Top of STORED DATA

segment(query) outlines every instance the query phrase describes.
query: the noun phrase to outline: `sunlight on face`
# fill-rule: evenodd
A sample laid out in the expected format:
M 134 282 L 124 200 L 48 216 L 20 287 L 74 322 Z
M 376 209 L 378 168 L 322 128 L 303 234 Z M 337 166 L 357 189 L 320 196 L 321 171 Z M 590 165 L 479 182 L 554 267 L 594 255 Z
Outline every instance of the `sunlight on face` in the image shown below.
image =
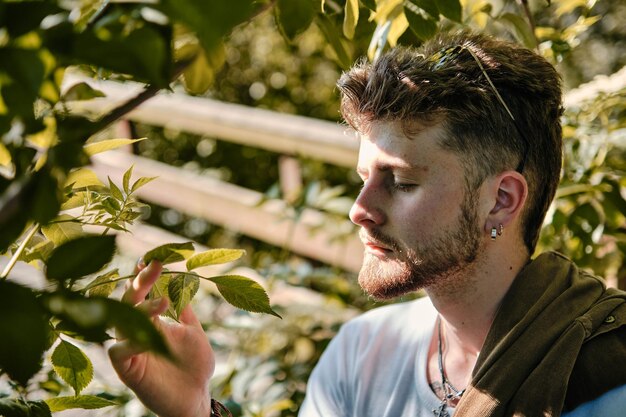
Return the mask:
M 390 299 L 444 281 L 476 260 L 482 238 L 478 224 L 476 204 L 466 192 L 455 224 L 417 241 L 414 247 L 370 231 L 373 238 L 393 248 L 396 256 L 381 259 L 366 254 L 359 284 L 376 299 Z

Bottom of STORED DATA

● **TASK BRIEF**: Write the entries above out in full, exactly, with no images.

● **WRITTEN ANSWER**:
segment(query) outlines every instance the query phrase describes.
query: the noun phrase to outline: `sunlight on face`
# fill-rule: evenodd
A sample laid out in the expected format:
M 134 282 L 124 200 L 48 216 L 20 287 L 74 322 Z
M 376 209 L 378 168 L 322 128 L 303 234 Z M 337 166 L 357 189 L 320 196 L 321 171 Z M 590 165 L 479 182 L 554 267 L 594 255 Z
Outline every instance of the `sunlight on face` in the image shown below.
image =
Return the mask:
M 390 299 L 444 281 L 476 260 L 482 238 L 478 224 L 476 204 L 466 192 L 455 224 L 417 241 L 414 247 L 370 231 L 373 238 L 393 248 L 396 256 L 381 259 L 366 254 L 359 284 L 376 299 Z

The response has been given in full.